**DATA TO PROCESS**
══════════════════════════════

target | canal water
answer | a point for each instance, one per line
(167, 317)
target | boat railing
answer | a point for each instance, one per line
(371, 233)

══════════════════════════════

**TASK PROMPT**
An exact copy of all the entries is what's needed; write it out.

**WRITTEN SOLUTION**
target | canal water
answer | a point for each instance, one per line
(167, 317)
target | boat railing
answer | a point for each instance, one per line
(371, 233)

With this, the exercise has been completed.